# Paragons of the Burning Sky manuscript/draft [updated 29 May]



## Morrus (May 26, 2010)

For those interested, I've attached the current manuscript for _Paragons of the Burning Sky_.

It's important to note that this is very much a draft copy; it's my own first attempt at writing 4E mechanics, and as such is fairly unbalanced as it is. Comments are welcomed!

You'll note it's still in the revision stage (and as such you can see notes and alterations on it). It's by no means a final product; however I'm aware that some of you are interested in this manuscript and others have offered to help with it, so here it is for your viewing pleasure. 

Just don't mock me too much... it's my first time! At least now you can see why I pay _other _people to do this stuff. 

_[Edit - updated with some of the suggestions below]._
_[Edit 2 - updated again with some of RW's suggestions]._
_[Edit 3 - updated May 28]_
_[Edit 4 - updated May 29 with "Sights of Dassen"]_


----------



## renau1g (May 26, 2010)

Comments: (Still WIP, I accidentally hit submit)

[sblock=Aspirant of the West Wind]
I'd suggest changing the entrance requirement from Dex to a monk. Multi-attackers (like TWF barbarian) would benefit greatly from this PP. My half-orc TWF barbarian would add around 6 or so damage each attack with it as is.

The powers should likely have Implement keyword so it scales properly.

Like Lightning - I'd add something like Effect: you move double your speed (or shift double your speed)[/sblock]

[sblock=Biomancer]
I'd add "or fall" at the end of the Altered Limbs wording.

Implement keywords to the powers. 

Horroble Visage, Melee touch  - maybe should be Melee 1 to keep in line with other powers

Level 12 utility seems underpowered as a Daily. I'd change to encoutner as the Electric Storm power for the previous PP is actually more powerful granting the +2 to all defenses

Massive Secretion should likely be daily, not encounter. [/sblock]

[sblock=Disciple of East Winds]
I'd add "or fall" at the end of the Floating on Air wording.

Does the level 16 feature grant hover?

Add implement keyword to powers.

Stun seems a bit powerful for an encounter power at level 11. Also, melee 1 as opposed to touch.

Maybe Monk as prerequisite? This PP would be great for melee clerics (if they boosted WIS)

Level 12 power is Dex vs AC, but Wis mod damage.  This is also different than normal PP's as they have all had a utility power here, not an attack one.

════════════════

Problems and tasks:
(1) In the thread, what was added to the manuscript in the May 29 update?
(2) Please list every paragon path that renau1g comments on in the thread.
The rows after the thread are separate material, unrelated to it.

════════════════

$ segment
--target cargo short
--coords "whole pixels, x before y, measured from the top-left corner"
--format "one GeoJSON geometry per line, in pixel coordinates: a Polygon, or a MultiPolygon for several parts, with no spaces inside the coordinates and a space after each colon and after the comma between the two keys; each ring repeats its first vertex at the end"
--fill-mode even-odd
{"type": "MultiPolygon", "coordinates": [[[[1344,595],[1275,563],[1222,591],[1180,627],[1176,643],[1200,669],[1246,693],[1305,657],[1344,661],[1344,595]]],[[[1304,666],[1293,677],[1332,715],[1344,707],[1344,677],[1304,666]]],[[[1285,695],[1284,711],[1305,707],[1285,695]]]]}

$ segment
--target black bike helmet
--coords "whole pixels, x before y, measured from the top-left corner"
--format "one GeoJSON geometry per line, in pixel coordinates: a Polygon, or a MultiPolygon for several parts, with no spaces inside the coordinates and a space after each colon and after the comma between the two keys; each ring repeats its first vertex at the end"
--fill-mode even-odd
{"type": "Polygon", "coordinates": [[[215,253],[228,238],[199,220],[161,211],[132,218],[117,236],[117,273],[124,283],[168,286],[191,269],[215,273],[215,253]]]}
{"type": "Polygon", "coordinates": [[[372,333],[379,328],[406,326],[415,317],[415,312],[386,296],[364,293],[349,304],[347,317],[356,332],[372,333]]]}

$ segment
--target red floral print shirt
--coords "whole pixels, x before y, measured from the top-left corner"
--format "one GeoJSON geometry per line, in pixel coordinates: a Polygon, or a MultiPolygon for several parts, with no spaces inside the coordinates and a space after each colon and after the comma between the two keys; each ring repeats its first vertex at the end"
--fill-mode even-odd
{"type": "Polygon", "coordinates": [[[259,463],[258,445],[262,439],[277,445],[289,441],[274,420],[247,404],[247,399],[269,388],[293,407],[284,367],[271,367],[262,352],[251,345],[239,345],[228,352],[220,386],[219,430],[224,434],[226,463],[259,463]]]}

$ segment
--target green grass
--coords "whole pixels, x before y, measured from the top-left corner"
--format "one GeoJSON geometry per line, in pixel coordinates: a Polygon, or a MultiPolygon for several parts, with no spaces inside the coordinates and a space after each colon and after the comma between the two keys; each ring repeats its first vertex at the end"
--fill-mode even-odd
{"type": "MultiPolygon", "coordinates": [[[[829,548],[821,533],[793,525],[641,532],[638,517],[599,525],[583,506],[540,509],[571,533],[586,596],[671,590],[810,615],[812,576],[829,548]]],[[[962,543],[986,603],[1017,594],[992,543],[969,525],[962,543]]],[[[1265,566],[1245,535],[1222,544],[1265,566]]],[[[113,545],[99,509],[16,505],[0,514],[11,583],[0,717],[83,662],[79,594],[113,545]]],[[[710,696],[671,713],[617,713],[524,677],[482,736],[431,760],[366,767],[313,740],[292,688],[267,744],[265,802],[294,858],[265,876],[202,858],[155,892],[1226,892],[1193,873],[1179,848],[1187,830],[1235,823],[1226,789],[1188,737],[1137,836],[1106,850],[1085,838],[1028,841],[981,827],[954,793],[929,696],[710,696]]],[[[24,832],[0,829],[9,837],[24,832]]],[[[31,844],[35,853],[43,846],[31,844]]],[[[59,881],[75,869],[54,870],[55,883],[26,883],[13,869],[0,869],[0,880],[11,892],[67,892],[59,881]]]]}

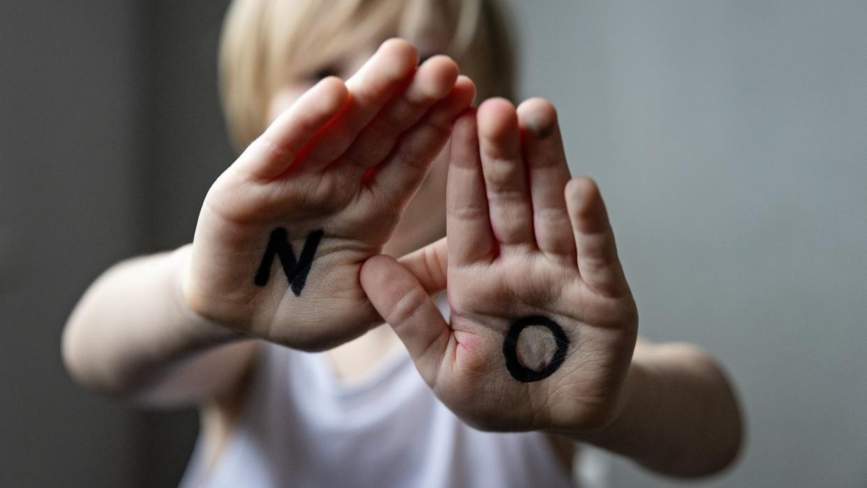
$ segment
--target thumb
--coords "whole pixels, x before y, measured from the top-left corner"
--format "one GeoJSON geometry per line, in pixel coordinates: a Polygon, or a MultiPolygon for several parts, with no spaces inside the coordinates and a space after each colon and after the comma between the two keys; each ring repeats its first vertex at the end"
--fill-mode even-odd
{"type": "Polygon", "coordinates": [[[446,290],[448,270],[446,237],[404,256],[398,262],[419,280],[428,294],[446,290]]]}
{"type": "Polygon", "coordinates": [[[451,330],[440,309],[413,273],[394,257],[368,259],[360,277],[374,308],[403,342],[421,377],[433,386],[451,330]]]}

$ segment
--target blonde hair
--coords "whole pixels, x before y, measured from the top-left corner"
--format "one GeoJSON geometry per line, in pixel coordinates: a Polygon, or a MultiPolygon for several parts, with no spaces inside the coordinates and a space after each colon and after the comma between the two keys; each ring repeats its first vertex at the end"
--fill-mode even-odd
{"type": "MultiPolygon", "coordinates": [[[[271,96],[354,46],[396,34],[410,42],[448,36],[447,54],[479,97],[512,98],[514,53],[497,0],[233,0],[223,24],[219,85],[232,142],[264,130],[271,96]]],[[[439,53],[436,53],[439,54],[439,53]]]]}

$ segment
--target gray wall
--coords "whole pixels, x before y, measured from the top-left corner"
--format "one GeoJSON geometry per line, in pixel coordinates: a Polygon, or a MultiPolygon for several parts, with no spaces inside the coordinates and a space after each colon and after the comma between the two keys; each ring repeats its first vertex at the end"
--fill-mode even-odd
{"type": "Polygon", "coordinates": [[[60,336],[112,263],[190,239],[231,161],[214,86],[226,3],[0,3],[0,486],[179,478],[194,413],[81,390],[60,336]]]}
{"type": "Polygon", "coordinates": [[[867,485],[867,2],[512,4],[642,333],[737,383],[746,452],[707,485],[867,485]]]}
{"type": "MultiPolygon", "coordinates": [[[[75,387],[63,321],[190,238],[231,160],[226,2],[0,4],[0,486],[170,486],[195,419],[75,387]]],[[[749,420],[714,486],[867,480],[867,3],[512,0],[523,90],[596,178],[651,339],[706,346],[749,420]]],[[[666,486],[625,461],[621,486],[666,486]]]]}

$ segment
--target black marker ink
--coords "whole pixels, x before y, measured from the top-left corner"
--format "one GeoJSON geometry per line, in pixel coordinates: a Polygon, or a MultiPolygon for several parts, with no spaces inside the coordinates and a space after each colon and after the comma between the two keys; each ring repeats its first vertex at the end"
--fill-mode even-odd
{"type": "Polygon", "coordinates": [[[509,329],[509,333],[505,335],[505,340],[503,342],[503,355],[505,356],[505,368],[509,370],[512,378],[522,383],[538,381],[553,374],[563,365],[568,350],[569,337],[563,330],[563,328],[550,318],[541,316],[524,317],[515,321],[509,329]],[[554,351],[554,356],[551,359],[551,362],[543,368],[541,371],[533,371],[529,368],[525,368],[518,359],[518,337],[521,335],[522,330],[536,325],[550,330],[554,335],[554,341],[557,342],[557,350],[554,351]]]}
{"type": "Polygon", "coordinates": [[[301,250],[301,257],[296,259],[292,244],[289,242],[289,233],[286,229],[277,227],[271,231],[271,237],[268,239],[268,247],[265,248],[265,254],[262,257],[262,264],[256,272],[253,283],[257,286],[268,284],[268,278],[271,277],[271,265],[274,261],[274,257],[280,258],[283,264],[283,272],[286,273],[290,287],[296,296],[301,296],[301,290],[304,289],[307,283],[307,275],[310,272],[310,266],[313,264],[313,257],[319,247],[319,242],[323,238],[323,232],[314,231],[307,235],[304,241],[304,249],[301,250]]]}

════════════════

Exercise answers:
(1) "Sights of Dassen"

(2) Aspirant of the West Wind, Biomancer, Disciple of East Winds